#### [EXERCISE REQUIREMENTS]
Reproduce everything in the WAL prefetching text from "First, we called" down to "into the pg_wal?", word for word.

#### [TEXT SECTION]
# # #

First, we called wal-g, it fetched the file we requested and exited.
But, before exiting, wal-g forks, and the child process does prefetch
of a few next WALs.
We don't really know when the child process exits and can't wait for it.
>
> It is also not clear for me why it does not put prefetched WAL files
> directly into the pg_wal?
Because this is how postgres works. It doesn't matter whether the
specific WAL segment is there, postgres will call the restore_command
anyway.
The restore command also doesn't know if the file in pg_wal is OK,
therefore keeping the prefetched file in some other place and moving
it seems to be a good approach.
> With --restore-target-wal pg_rewind is trying to call restore_command on
> its own and it can happen at two stages:
>
> 1) When pg_rewind is trying to find the last checkpoint preceding a
> divergence point. In that case file map is not even yet initialized.

# # #

#### [SUPPLIED MATERIAL]
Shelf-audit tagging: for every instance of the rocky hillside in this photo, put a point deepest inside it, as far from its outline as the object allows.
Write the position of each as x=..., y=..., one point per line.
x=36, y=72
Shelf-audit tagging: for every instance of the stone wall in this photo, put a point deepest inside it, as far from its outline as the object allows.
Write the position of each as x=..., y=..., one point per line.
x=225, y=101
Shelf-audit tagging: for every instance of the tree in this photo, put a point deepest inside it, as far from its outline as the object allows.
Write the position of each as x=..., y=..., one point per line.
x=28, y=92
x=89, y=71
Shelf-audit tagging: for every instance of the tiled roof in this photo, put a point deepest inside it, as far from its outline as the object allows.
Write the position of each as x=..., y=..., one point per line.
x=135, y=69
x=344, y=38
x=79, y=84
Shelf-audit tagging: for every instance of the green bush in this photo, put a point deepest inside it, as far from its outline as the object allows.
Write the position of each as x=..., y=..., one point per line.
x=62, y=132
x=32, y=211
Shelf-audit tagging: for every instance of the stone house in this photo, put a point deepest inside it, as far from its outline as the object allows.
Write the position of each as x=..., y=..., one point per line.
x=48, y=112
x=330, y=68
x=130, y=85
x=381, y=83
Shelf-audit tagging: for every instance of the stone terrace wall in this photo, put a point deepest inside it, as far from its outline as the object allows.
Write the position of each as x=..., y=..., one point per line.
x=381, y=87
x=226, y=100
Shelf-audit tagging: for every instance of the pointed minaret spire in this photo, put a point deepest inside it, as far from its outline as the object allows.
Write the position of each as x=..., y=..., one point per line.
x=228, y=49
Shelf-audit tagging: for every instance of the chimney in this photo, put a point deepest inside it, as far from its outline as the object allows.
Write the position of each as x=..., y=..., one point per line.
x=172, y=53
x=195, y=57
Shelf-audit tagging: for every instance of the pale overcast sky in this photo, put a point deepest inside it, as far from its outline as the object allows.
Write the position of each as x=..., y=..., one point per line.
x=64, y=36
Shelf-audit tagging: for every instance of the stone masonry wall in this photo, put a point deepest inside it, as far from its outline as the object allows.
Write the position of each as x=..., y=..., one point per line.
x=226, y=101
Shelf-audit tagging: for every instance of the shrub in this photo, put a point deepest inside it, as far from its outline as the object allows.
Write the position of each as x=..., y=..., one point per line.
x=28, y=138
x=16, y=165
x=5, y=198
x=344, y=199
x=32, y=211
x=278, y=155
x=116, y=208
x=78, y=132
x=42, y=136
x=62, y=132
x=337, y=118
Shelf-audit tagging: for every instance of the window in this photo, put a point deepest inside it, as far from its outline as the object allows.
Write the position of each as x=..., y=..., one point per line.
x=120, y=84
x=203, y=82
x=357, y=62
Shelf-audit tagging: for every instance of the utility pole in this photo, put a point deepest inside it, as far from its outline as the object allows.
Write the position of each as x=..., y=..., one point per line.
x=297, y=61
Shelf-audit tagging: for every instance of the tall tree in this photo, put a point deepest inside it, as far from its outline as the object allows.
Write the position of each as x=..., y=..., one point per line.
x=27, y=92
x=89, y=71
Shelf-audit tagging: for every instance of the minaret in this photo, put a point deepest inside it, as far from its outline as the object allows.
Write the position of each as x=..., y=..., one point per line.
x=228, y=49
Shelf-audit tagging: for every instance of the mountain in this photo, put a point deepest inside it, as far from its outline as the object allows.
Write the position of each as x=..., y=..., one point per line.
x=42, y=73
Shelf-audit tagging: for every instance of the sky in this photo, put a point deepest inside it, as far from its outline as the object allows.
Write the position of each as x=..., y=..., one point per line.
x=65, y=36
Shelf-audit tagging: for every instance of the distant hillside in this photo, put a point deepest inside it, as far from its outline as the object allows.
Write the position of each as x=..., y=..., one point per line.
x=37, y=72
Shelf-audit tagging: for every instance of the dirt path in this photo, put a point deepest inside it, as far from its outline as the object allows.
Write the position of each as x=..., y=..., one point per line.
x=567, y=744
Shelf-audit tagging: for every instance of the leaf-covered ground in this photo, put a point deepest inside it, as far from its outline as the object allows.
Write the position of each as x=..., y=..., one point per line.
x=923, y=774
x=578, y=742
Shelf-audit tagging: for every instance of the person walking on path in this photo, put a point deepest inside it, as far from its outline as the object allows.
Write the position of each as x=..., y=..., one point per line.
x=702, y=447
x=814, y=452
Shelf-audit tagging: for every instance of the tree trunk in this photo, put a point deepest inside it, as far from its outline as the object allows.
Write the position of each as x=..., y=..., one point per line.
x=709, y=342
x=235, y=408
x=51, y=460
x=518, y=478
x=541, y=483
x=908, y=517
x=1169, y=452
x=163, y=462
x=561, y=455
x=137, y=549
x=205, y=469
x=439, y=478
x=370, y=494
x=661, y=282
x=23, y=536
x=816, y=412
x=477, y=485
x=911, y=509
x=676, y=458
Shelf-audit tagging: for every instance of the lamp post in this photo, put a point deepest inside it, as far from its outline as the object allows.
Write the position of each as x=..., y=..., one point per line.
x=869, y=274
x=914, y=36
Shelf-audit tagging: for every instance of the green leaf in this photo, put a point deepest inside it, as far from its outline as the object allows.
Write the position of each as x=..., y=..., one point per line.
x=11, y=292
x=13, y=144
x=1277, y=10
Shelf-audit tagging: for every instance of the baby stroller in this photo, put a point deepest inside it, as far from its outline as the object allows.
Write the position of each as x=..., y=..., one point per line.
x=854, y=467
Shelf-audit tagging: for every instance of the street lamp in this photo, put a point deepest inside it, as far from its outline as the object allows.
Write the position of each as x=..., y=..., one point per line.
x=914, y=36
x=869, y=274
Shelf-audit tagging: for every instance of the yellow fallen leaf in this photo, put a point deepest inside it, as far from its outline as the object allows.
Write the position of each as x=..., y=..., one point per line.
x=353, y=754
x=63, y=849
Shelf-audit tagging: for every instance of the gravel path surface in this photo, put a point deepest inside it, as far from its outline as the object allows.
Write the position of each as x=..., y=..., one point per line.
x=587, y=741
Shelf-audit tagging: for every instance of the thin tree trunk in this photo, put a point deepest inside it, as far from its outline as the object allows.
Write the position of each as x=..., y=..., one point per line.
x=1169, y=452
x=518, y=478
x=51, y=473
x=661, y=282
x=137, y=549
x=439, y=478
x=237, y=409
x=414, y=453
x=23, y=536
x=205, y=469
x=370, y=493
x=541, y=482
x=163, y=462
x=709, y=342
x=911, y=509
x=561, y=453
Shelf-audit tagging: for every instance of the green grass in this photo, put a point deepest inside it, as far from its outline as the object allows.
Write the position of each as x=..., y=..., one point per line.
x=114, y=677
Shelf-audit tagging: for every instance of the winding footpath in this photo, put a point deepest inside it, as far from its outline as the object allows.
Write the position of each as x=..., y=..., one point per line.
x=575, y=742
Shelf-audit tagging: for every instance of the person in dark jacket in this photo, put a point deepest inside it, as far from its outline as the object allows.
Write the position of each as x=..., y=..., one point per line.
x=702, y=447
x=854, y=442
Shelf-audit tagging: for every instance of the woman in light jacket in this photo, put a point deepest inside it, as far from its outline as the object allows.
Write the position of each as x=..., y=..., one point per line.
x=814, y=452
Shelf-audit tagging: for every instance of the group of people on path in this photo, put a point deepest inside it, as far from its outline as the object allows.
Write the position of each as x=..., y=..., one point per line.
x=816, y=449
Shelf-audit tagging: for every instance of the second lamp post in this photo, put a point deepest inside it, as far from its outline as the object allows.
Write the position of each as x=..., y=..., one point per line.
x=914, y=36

# # #

#### [SOLVED PROBLEM]
First, we called wal-g, it fetched the file we requested and exited.
But, before exiting, wal-g forks, and the child process does prefetch
of a few next WALs.
We don't really know when the child process exits and can't wait for it.
>
> It is also not clear for me why it does not put prefetched WAL files
> directly into the pg_wal?